* Задание 1
В каком году, согласно исходному тексту, вышел именной указ, запрещавший статским служителям именоваться военными чинами?
* Задание 2
Повторите без изменений фрагмент исходного текста от слов «Но если в незрелом» до слов «князь Антиох Кантемир.».
### Исходный текст
В отечество свое как прибыл некто вспять,/ А не было его там, почитай, лет с пять;/ То за все пред людьми, где было их довольно,/ Дел славою своих он похвалялся больно,/ И так уж говорил, что не нашлось ему/ Подобного во всем, ни равна по всему.../ и проч.

Кабинет-министр Волынский, таким образом, отомстил секретарю Тредиаковскому, человеку все же известному, имевшему сильного покровителя, отомстил в Петербурге, во дворце, в покоях фаворита; что же могло делаться в глуши, в провинции, с товарищами Тредиаковского? Мы можем иметь понятие об этом из доношения Медицинской канцелярии в Кабинет 1737 года: "К архиатеру и Медицинской канцелярии президенту Фишеру обретающийся при армии доктор Ацаротий письмом представил, что он, архиатер, о непорядках и непокорствах лекарей пред докторами неизвестен, ибо оные надеются на полковых своих штабов и офицеров, им потакающих, их, докторов, мало слушают и почитают, отчего непорядки и в сочинении репортов умедления происходят, и штаб-офицеры оных лекарей хотят иметь во всем в своей команде, понеже оные штабы не токмо их как лекарей содержат, но многих как камердинеров употребляют, заставляют их и парики направлять, а которые лекари пред штабами своими не похотят излишнюю услужность и раболепство несть, на таких нападают и их по своим изволам штрафуют и бесчестят, и которые лекари у полковых штабов содержатся в страхе или в милости и употребляемы за камердинера, такие не токмо докторам послушание не имеют, но и должность свою пренебрегают, к болящим не ходят и более держатся при домах штаб-офицеров, а иные от штабов обиженные служить более не хотят".

Чин давал защиту и право, очень часто давал право чиновному обходиться бесцеремонно с нечиновным. Но малый чин не защищал пред большим, и гражданский чин не защищал пред военным. Тредиаковский имел чин секретаря (чин, а не должность), но этот чин не удержал руку Волынского. Так как гражданские чины давали мало почета и защиты, то отсюда естественное стремление гражданских чиновников называться соответствующими по табели о рангах военными чинами. Но военные чины смотрели ревниво на такое самозванство, и в 1736 году состоялся именной указ: "Наикрепчайше подтверждаем, чтоб все статские служители именовались теми статскими чинами, в которых они написаны, а военными б чинами отнюдь не именовались под опасением лишения чина".

Но если в незрелом обществе одна наука, без ранга не могла внушить уважение к ее служителям, то, с другой стороны, преобразовательное движение возбудило страсть к знанию, к литературе и в людях высокопоставленных по рождению и по рангу; таковы были поздние птенцы Петра Великого, обязанные ему своим образованием, - Василий Никитич Татищев и князь Антиох Кантемир.
######
### Предоставленные данные
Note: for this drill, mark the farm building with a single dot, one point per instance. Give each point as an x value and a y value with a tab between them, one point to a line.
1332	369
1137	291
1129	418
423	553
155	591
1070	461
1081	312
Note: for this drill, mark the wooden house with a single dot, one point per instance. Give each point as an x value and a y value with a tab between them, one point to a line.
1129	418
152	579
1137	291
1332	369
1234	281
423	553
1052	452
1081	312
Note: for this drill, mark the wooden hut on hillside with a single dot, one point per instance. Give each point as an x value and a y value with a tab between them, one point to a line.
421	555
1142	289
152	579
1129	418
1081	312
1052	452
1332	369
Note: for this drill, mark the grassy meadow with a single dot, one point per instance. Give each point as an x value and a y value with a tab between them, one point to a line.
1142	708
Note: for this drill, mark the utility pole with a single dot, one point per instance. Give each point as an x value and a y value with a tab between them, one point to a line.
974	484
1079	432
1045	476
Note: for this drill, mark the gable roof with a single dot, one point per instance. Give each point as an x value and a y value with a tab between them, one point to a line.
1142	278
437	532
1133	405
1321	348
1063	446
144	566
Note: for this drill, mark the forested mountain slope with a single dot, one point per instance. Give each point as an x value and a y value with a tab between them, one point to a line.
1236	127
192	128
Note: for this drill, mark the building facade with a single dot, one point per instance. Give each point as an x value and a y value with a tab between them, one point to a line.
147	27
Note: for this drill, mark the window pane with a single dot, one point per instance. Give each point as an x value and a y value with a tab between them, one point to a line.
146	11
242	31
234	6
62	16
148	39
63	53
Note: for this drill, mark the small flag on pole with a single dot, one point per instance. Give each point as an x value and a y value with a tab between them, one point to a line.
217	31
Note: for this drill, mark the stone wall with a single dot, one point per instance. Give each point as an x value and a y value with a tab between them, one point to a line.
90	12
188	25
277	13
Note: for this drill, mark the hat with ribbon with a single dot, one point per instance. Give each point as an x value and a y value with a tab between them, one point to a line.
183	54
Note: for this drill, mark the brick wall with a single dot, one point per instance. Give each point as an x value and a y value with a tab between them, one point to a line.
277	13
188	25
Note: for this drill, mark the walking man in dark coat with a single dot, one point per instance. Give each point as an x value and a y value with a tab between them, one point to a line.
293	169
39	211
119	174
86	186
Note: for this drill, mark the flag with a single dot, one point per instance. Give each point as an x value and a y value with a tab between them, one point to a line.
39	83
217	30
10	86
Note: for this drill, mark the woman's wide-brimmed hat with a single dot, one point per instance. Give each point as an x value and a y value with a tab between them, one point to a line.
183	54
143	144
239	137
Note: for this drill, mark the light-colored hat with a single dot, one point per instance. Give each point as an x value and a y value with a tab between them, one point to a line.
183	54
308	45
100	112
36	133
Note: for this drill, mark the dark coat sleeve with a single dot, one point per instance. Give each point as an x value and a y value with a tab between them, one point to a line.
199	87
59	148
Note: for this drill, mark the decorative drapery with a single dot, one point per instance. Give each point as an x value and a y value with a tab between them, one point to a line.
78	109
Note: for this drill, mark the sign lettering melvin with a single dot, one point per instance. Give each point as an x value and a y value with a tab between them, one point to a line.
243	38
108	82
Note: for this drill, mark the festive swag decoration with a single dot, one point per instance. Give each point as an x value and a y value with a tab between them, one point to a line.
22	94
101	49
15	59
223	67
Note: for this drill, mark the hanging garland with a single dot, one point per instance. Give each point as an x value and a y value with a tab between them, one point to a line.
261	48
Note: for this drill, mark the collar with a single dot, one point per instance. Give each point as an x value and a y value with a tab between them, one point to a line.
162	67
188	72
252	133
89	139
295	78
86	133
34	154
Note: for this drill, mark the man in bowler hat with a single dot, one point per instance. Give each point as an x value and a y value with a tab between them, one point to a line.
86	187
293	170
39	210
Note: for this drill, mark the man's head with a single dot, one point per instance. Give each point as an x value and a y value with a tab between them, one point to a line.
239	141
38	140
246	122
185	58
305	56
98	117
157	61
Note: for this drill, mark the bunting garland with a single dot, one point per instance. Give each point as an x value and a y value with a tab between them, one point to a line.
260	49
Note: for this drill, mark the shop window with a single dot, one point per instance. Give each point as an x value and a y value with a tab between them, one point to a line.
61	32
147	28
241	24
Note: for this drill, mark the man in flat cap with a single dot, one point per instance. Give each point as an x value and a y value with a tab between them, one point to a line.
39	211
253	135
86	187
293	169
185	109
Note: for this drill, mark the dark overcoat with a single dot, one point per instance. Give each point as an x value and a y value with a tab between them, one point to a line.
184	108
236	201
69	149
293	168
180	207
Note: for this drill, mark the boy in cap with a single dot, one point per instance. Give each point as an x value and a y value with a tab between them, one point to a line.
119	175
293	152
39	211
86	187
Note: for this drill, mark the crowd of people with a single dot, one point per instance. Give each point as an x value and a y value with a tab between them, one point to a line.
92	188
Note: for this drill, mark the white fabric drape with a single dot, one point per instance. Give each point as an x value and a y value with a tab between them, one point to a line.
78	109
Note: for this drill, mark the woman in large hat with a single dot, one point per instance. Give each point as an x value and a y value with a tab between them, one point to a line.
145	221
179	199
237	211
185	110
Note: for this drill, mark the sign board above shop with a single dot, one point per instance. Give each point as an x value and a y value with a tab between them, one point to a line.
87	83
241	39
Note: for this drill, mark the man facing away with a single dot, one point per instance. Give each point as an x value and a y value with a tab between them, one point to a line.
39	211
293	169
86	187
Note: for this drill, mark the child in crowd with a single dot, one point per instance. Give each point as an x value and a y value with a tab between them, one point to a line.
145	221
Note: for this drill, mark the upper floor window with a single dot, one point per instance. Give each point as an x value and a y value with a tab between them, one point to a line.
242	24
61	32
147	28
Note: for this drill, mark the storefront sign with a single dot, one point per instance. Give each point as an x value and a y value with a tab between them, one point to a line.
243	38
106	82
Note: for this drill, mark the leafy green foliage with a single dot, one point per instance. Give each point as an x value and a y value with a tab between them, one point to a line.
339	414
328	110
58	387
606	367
######
* Ответ 1
В 1736 году.

* Ответ 2
Но если в незрелом обществе одна наука, без ранга не могла внушить уважение к ее служителям, то, с другой стороны, преобразовательное движение возбудило страсть к знанию, к литературе и в людях высокопоставленных по рождению и по рангу; таковы были поздние птенцы Петра Великого, обязанные ему своим образованием, - Василий Никитич Татищев и князь Антиох Кантемир.